## [Extract to read]
Re: [EXTERNAL] Re: [Questions] KafkaIO SplittableDoFn offset managment

Posted by Jean Wisser <jw...@flowtraders.com>.
Hey John,


There is something I am not sure to understand about the statement you made previously:

For your second question, a single partition can only be consumed by a single worker, so there is no issues with committing offsets in the correct order.
This is because the unit of parallelism in Kafka is the partition, so KafkaIO is currently designed to work within that space.

From the beam documentation (https://beam.apache.org/blog/splittable-do-fn/), it is stated that:
Splitting produces a primary and residual restriction that add up to the original restriction being split: the current@ProcessElement call keeps processing the primary, and the residual will be processed by another@ProcessElement call. For example, a runner may schedule the residual to be processed in parallel on another worker.

Doesn't that mean that if the first restriction is from offsets [100, 150), the next restriction [150, 200) can be scheduled on a different worker ?

## [Tasks and exercises]
A. In the forum post about KafkaIO offset management, take the stretch from "From the beam" through "on another worker." and write it out again, swapping every occurrence of "residual" for "remainder".
B. According to the forum post about KafkaIO offset management, what is the unit of parallelism in Kafka?

## [Coordinate annotation entries]

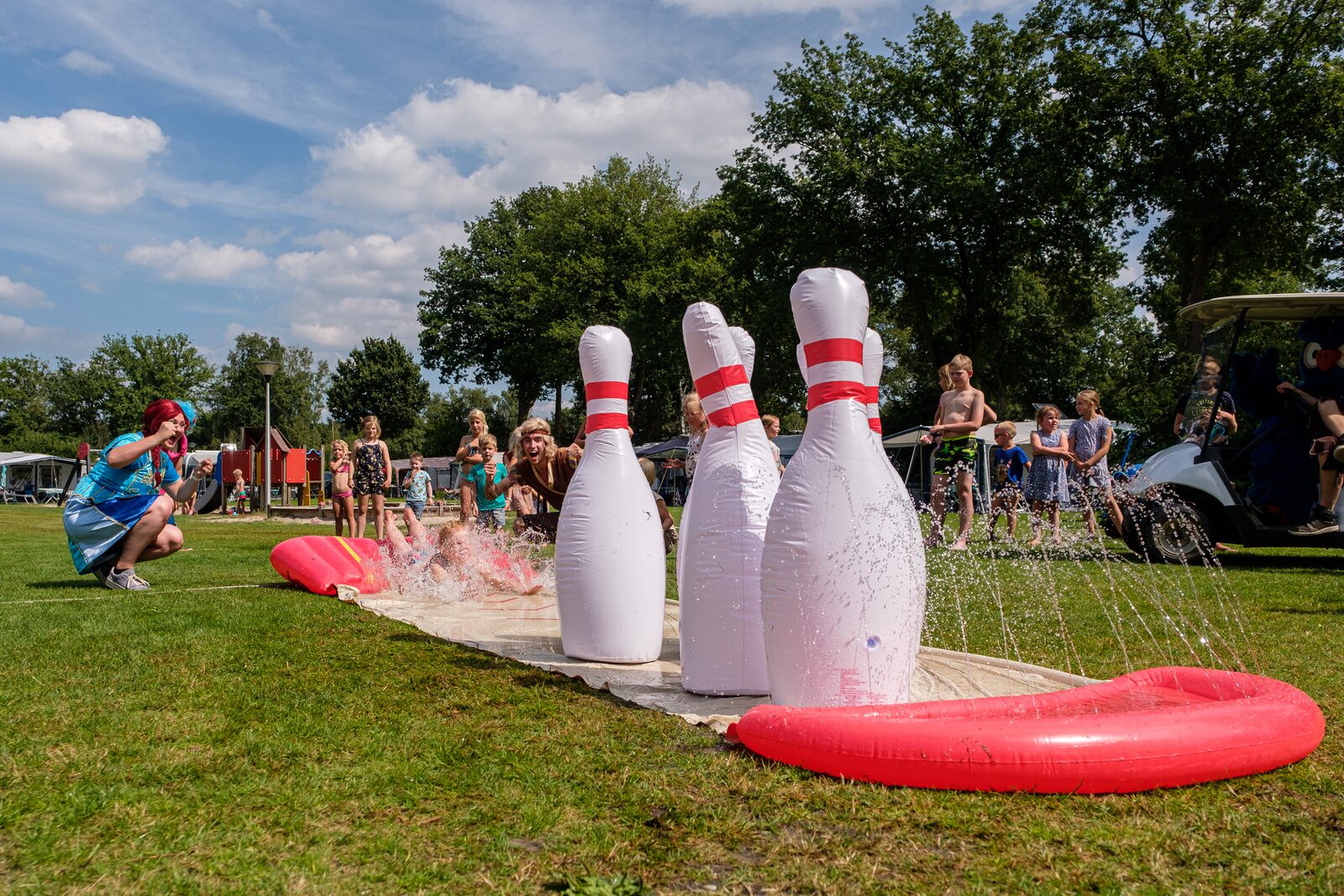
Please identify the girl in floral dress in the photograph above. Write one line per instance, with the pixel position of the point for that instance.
(373, 476)
(1047, 479)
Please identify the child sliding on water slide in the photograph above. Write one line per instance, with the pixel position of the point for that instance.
(454, 557)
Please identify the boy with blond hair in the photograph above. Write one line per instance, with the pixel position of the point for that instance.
(960, 412)
(416, 486)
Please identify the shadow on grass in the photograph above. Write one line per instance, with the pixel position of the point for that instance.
(1278, 563)
(1304, 611)
(91, 584)
(82, 582)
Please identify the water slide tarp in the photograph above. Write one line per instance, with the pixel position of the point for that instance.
(528, 629)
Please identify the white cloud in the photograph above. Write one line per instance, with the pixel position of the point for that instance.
(19, 336)
(354, 286)
(22, 295)
(405, 163)
(268, 23)
(847, 8)
(84, 160)
(198, 259)
(85, 62)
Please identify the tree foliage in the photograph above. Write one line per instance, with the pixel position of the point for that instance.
(297, 389)
(378, 378)
(1226, 121)
(622, 246)
(132, 371)
(948, 176)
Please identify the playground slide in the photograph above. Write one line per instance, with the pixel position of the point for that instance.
(208, 496)
(210, 492)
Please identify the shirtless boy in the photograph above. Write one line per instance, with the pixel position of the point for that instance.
(960, 412)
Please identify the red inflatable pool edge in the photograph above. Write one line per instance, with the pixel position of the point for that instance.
(1166, 727)
(322, 562)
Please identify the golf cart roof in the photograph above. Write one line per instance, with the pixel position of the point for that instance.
(1281, 307)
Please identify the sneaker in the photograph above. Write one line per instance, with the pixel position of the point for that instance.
(125, 580)
(1321, 523)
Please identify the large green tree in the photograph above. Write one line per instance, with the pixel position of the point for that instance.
(138, 369)
(378, 378)
(1226, 125)
(24, 396)
(484, 315)
(296, 391)
(622, 246)
(945, 174)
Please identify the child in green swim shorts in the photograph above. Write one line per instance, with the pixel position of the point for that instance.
(960, 412)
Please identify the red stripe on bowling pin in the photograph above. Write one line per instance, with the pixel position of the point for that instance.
(717, 387)
(833, 349)
(608, 405)
(828, 351)
(721, 379)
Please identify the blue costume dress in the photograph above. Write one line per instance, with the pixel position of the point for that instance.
(1047, 479)
(111, 500)
(1008, 468)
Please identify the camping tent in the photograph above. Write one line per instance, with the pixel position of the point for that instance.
(40, 476)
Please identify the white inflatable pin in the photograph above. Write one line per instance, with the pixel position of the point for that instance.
(718, 564)
(611, 575)
(842, 582)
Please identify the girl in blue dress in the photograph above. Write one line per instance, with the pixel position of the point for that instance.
(121, 512)
(1047, 479)
(1089, 439)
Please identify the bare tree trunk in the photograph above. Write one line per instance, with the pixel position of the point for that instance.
(555, 421)
(1195, 268)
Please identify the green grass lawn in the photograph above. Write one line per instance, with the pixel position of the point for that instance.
(226, 734)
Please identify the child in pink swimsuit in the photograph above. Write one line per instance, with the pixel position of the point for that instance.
(343, 497)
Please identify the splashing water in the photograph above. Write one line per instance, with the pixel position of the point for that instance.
(479, 563)
(1055, 605)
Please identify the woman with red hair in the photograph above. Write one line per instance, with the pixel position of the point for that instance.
(120, 513)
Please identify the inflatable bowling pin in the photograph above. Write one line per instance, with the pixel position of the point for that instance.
(746, 348)
(842, 575)
(611, 575)
(904, 506)
(873, 362)
(718, 563)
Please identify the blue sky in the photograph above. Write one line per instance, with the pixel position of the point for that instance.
(292, 167)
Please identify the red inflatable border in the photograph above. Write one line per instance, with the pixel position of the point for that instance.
(322, 562)
(1164, 727)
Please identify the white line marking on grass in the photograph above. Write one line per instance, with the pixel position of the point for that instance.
(150, 594)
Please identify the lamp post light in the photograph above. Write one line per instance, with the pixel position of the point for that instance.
(268, 369)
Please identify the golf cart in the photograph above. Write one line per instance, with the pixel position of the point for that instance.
(1186, 500)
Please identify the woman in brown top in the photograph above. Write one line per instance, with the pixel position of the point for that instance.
(544, 468)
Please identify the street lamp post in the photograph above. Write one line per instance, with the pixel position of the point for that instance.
(268, 369)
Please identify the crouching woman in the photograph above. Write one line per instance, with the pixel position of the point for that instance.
(121, 512)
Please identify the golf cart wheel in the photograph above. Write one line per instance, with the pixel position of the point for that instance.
(1178, 533)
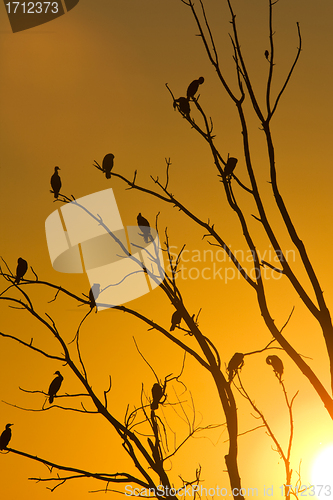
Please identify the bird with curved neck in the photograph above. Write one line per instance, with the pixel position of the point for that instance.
(193, 87)
(55, 386)
(56, 182)
(5, 437)
(21, 269)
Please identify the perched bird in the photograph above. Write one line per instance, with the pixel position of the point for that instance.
(107, 165)
(230, 166)
(175, 320)
(183, 105)
(236, 363)
(277, 365)
(55, 386)
(193, 87)
(5, 437)
(94, 292)
(21, 269)
(56, 182)
(145, 227)
(157, 393)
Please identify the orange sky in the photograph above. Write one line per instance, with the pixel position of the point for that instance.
(93, 82)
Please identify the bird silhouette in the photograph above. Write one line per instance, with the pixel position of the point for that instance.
(193, 87)
(5, 437)
(236, 363)
(183, 105)
(157, 393)
(21, 269)
(94, 292)
(56, 182)
(277, 365)
(55, 386)
(145, 227)
(107, 165)
(175, 320)
(230, 166)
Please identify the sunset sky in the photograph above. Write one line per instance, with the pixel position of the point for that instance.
(92, 82)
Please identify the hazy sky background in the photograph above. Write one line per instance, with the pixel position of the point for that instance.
(93, 82)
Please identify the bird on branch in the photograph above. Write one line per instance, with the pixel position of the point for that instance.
(230, 167)
(157, 393)
(145, 227)
(5, 437)
(277, 365)
(193, 87)
(56, 182)
(21, 269)
(183, 106)
(107, 165)
(235, 364)
(94, 292)
(55, 386)
(175, 320)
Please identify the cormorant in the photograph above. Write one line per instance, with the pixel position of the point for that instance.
(21, 269)
(145, 227)
(236, 363)
(157, 393)
(175, 320)
(277, 365)
(230, 166)
(55, 386)
(183, 106)
(56, 182)
(5, 437)
(93, 294)
(193, 87)
(107, 165)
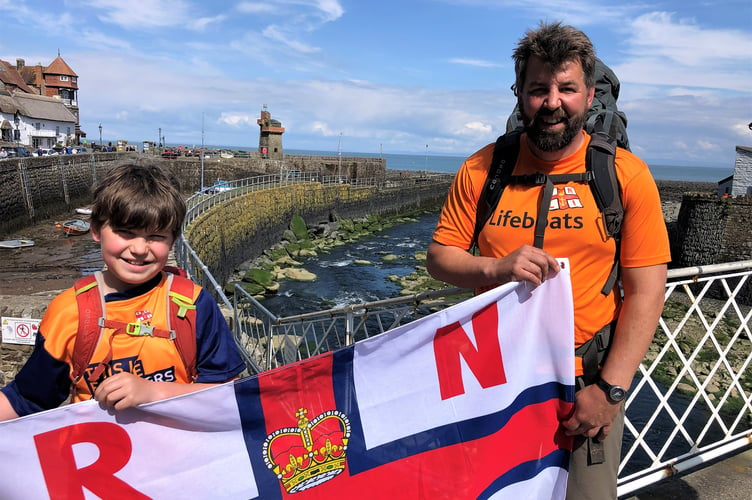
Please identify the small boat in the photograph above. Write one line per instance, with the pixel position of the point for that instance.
(75, 227)
(16, 243)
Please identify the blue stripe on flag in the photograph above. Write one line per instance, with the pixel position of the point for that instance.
(360, 459)
(252, 420)
(526, 471)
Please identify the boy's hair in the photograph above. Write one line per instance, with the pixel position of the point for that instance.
(555, 44)
(139, 195)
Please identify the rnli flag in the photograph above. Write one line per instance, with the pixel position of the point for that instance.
(464, 403)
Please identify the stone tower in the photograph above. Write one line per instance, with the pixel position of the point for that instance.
(270, 136)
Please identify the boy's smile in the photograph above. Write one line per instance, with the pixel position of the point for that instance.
(132, 256)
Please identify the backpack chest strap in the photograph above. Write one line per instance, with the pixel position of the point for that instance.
(137, 329)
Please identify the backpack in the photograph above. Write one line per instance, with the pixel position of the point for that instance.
(607, 128)
(92, 321)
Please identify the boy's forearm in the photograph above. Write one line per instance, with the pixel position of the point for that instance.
(6, 410)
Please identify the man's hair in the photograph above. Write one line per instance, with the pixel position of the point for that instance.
(555, 44)
(139, 195)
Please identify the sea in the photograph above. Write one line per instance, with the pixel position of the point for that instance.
(450, 164)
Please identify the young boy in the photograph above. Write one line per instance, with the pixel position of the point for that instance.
(137, 215)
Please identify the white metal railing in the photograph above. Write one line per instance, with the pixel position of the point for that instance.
(691, 401)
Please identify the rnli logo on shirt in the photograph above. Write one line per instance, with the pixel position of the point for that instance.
(144, 315)
(564, 198)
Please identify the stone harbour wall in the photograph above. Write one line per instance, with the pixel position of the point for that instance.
(33, 189)
(246, 226)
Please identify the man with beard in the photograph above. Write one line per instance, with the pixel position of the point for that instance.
(554, 67)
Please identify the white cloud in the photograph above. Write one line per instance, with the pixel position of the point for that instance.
(236, 119)
(663, 51)
(146, 15)
(474, 62)
(276, 34)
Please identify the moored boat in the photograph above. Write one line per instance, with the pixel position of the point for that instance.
(75, 227)
(16, 243)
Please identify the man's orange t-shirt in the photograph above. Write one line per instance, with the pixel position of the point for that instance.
(575, 228)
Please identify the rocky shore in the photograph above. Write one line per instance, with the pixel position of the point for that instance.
(262, 275)
(55, 262)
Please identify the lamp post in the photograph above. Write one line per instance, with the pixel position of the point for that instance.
(17, 122)
(339, 154)
(202, 153)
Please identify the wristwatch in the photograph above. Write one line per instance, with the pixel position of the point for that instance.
(615, 393)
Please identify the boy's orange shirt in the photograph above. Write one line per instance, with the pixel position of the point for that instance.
(575, 229)
(155, 359)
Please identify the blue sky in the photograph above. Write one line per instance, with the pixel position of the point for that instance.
(384, 75)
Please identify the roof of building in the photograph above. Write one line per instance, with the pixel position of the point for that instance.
(59, 67)
(10, 76)
(8, 105)
(47, 108)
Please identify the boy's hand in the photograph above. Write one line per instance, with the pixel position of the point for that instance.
(125, 390)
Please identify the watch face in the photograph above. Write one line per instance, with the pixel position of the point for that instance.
(616, 393)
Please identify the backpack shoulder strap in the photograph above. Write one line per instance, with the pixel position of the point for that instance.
(90, 304)
(505, 154)
(182, 319)
(607, 193)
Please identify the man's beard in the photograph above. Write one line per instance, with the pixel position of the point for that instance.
(547, 140)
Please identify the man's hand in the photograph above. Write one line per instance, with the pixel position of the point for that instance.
(527, 263)
(593, 414)
(460, 268)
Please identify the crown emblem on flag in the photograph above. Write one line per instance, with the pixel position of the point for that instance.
(311, 453)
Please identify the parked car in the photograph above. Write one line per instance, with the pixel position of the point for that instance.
(18, 152)
(44, 152)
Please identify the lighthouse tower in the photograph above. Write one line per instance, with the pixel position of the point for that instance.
(270, 136)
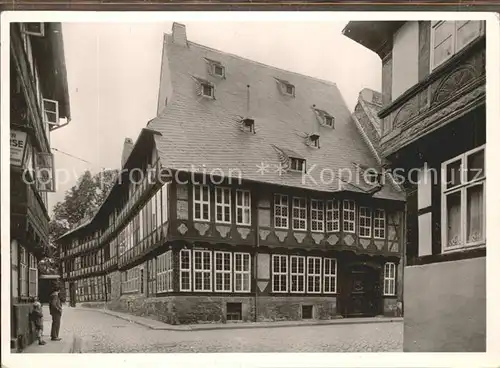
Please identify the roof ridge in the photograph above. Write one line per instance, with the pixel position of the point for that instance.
(330, 83)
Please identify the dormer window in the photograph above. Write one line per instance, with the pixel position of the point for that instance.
(290, 89)
(215, 68)
(33, 29)
(329, 120)
(314, 139)
(297, 164)
(207, 90)
(248, 125)
(286, 87)
(219, 70)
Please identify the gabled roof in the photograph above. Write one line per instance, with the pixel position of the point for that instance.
(196, 131)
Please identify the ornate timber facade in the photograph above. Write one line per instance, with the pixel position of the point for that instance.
(189, 248)
(434, 124)
(39, 103)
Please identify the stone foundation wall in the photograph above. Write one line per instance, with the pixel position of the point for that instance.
(392, 307)
(184, 309)
(279, 308)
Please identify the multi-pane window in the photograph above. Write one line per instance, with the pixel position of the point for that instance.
(330, 275)
(280, 273)
(185, 270)
(349, 213)
(33, 276)
(379, 224)
(130, 280)
(281, 211)
(365, 222)
(299, 214)
(201, 202)
(23, 270)
(223, 274)
(202, 270)
(223, 205)
(332, 215)
(243, 213)
(390, 278)
(463, 200)
(449, 37)
(314, 275)
(164, 207)
(317, 215)
(297, 274)
(242, 272)
(164, 272)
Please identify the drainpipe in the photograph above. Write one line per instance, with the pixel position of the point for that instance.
(257, 234)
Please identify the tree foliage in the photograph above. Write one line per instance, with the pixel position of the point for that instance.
(80, 202)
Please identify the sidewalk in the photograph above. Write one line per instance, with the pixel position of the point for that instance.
(158, 325)
(69, 343)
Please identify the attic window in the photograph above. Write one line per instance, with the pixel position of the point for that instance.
(329, 120)
(314, 139)
(33, 29)
(207, 90)
(297, 164)
(219, 70)
(248, 125)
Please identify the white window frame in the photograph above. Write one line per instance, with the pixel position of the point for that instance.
(223, 272)
(164, 272)
(244, 273)
(241, 207)
(379, 224)
(389, 279)
(314, 275)
(365, 215)
(202, 201)
(33, 266)
(281, 199)
(331, 118)
(297, 164)
(185, 271)
(23, 271)
(217, 65)
(56, 112)
(282, 275)
(223, 193)
(212, 90)
(333, 208)
(348, 210)
(315, 212)
(299, 208)
(462, 188)
(331, 275)
(455, 49)
(202, 271)
(296, 273)
(25, 30)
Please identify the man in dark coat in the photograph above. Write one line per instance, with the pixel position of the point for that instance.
(55, 308)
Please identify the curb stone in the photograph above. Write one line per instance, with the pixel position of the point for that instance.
(157, 325)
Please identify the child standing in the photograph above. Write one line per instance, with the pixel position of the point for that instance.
(37, 316)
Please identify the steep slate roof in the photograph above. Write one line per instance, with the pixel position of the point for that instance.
(206, 133)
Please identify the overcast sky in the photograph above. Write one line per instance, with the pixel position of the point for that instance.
(113, 76)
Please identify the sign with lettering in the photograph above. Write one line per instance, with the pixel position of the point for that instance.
(17, 147)
(44, 171)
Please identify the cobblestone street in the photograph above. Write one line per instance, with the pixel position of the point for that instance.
(102, 333)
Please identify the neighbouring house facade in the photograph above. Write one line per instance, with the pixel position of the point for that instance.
(434, 131)
(39, 103)
(259, 204)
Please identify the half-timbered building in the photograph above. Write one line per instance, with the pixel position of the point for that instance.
(252, 195)
(434, 132)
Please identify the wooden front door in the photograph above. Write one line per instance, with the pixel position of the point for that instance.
(362, 294)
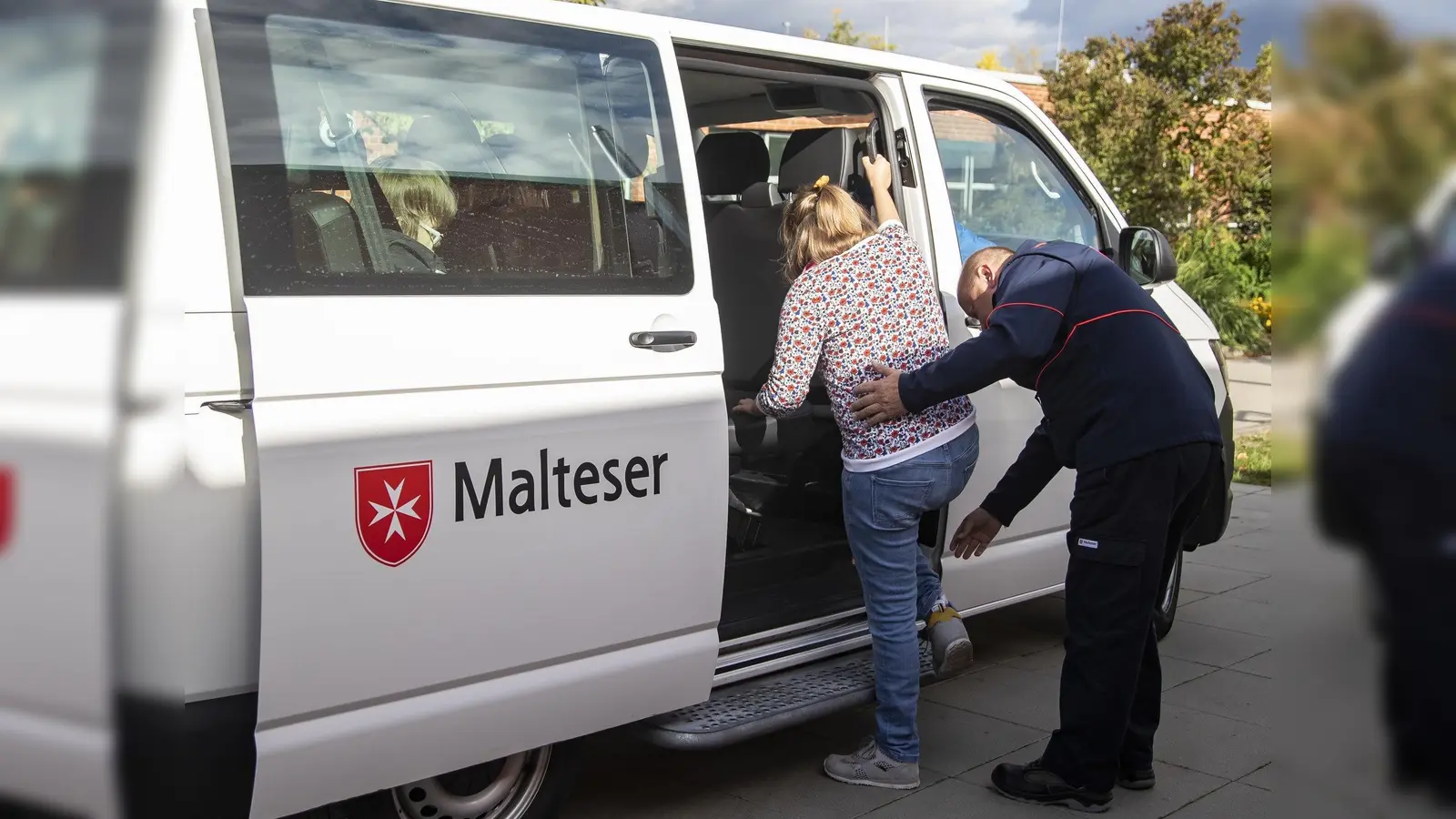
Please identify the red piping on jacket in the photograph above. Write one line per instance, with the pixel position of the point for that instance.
(1089, 321)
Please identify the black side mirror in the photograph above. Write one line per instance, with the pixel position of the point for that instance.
(1147, 256)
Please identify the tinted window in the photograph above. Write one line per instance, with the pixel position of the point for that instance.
(386, 149)
(70, 80)
(1004, 187)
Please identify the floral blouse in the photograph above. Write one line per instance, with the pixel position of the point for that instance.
(877, 302)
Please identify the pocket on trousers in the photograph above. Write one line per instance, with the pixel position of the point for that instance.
(1113, 551)
(900, 503)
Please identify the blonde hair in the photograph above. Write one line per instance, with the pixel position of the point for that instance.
(419, 193)
(822, 222)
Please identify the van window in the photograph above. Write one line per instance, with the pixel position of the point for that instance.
(1004, 187)
(415, 150)
(69, 85)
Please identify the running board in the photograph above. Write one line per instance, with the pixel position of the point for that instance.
(772, 703)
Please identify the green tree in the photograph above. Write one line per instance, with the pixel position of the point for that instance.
(844, 33)
(1164, 121)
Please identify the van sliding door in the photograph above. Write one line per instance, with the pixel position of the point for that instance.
(487, 359)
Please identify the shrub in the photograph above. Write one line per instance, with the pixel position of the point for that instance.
(1213, 273)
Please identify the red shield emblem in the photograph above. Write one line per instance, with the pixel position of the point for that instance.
(6, 506)
(392, 509)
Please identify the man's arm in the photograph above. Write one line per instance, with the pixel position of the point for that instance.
(1018, 334)
(1034, 468)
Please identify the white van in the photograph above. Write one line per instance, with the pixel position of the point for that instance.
(470, 293)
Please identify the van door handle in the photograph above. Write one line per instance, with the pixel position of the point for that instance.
(664, 341)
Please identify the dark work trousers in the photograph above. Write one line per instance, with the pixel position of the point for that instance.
(1127, 526)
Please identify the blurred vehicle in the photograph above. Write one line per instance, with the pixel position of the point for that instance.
(1398, 252)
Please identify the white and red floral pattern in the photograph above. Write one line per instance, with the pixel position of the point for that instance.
(875, 302)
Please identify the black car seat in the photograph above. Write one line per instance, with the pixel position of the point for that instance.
(744, 251)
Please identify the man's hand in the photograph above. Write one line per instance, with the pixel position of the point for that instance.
(975, 533)
(747, 407)
(878, 172)
(880, 399)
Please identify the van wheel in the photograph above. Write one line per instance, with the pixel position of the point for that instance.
(531, 784)
(1168, 601)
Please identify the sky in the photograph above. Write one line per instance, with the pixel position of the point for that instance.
(960, 31)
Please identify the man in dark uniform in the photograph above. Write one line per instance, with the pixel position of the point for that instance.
(1385, 470)
(1128, 407)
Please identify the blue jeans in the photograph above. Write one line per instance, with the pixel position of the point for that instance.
(883, 518)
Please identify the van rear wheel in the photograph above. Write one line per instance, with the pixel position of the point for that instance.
(531, 784)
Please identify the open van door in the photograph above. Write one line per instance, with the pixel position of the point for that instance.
(485, 383)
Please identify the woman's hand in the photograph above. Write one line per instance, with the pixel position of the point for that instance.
(747, 407)
(878, 172)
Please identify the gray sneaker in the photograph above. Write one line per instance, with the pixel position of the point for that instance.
(950, 644)
(871, 767)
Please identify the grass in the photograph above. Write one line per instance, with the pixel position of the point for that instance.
(1259, 458)
(1254, 460)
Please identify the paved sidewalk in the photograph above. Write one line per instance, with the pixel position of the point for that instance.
(1213, 746)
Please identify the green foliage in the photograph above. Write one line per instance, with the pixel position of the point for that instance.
(1215, 273)
(1369, 124)
(844, 33)
(1154, 116)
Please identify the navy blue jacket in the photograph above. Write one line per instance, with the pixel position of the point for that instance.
(1387, 446)
(1116, 380)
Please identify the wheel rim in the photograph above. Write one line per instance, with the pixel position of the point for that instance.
(504, 789)
(1174, 581)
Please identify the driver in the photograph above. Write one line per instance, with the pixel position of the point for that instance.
(1130, 409)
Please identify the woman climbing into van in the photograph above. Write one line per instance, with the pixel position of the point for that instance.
(863, 295)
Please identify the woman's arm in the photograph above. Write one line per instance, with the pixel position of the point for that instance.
(801, 339)
(881, 178)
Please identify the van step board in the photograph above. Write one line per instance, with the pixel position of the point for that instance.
(772, 703)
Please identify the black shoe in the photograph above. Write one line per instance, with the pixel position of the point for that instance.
(1136, 778)
(1034, 784)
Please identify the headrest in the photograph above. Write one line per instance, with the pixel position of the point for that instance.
(759, 194)
(449, 140)
(728, 162)
(813, 153)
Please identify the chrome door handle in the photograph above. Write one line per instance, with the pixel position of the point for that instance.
(664, 341)
(230, 407)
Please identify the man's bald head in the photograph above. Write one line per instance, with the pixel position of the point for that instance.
(979, 280)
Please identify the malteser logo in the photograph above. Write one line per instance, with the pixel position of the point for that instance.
(392, 509)
(6, 506)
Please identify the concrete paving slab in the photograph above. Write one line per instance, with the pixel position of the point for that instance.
(1210, 743)
(1232, 554)
(1026, 698)
(1230, 612)
(1259, 665)
(1232, 800)
(1216, 581)
(956, 797)
(951, 741)
(1212, 646)
(1228, 693)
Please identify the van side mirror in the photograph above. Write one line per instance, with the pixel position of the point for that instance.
(1147, 256)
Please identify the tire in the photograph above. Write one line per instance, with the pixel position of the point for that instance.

## [Solution list]
A.
From the beam documentation (https://beam.apache.org/blog/splittable-do-fn/), it is stated that:
Splitting produces a primary and remainder restriction that add up to the original restriction being split: the current@ProcessElement call keeps processing the primary, and the remainder will be processed by another@ProcessElement call. For example, a runner may schedule the remainder to be processed in parallel on another worker.

B. The partition.